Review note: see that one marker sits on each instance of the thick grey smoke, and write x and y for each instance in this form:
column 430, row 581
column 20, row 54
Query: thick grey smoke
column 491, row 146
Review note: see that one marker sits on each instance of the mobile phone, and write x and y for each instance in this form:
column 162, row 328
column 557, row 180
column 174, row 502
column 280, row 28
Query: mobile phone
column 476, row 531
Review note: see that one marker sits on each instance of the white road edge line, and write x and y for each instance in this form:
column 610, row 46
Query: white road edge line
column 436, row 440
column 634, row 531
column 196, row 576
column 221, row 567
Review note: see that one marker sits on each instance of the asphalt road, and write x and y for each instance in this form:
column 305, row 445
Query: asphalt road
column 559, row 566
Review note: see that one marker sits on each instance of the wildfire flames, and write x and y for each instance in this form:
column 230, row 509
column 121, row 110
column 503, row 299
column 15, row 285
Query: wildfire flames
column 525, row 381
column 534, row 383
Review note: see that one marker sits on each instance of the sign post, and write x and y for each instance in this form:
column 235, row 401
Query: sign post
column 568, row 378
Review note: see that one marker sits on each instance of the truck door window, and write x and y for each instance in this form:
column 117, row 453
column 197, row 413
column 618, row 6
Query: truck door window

• What you are asked to do:
Which lines run from the one containing "of the sign" to the end of the entries above? Quote exactly those, and only those.

• Output below:
Review note: see that one marker sits on each instance of the sign post, and write x and y for each instance in this form:
column 235, row 401
Query: sign post
column 568, row 378
Review note: see that one marker sits on each instance of the truck door window, and write x and y for each instance in this form:
column 117, row 453
column 197, row 413
column 618, row 6
Query: truck door window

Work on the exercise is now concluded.